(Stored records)

>>>

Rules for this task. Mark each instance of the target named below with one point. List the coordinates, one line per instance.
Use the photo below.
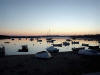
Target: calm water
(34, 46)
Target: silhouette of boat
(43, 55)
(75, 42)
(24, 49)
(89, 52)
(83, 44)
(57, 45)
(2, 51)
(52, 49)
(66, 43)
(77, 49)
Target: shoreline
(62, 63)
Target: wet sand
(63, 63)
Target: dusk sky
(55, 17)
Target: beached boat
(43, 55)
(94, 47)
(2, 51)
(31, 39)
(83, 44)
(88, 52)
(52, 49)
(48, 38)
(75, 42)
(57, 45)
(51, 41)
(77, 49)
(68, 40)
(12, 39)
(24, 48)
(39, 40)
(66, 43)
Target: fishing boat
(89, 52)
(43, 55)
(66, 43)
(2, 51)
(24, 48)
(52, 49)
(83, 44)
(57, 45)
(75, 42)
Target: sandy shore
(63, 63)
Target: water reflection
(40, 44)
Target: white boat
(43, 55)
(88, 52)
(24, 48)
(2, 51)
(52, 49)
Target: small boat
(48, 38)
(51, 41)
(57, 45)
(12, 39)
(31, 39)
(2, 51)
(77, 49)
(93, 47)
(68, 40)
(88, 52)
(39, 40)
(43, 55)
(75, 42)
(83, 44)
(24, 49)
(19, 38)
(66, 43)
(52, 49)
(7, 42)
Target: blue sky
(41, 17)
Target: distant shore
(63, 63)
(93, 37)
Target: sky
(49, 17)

<<<

Your goal ▸ Each line above with the string "below" should be reported in full.

Expected output ▸
Rules for this task. Mark each instance of the target named below with one point. List the coordinates, one line per instance.
Use the photo below.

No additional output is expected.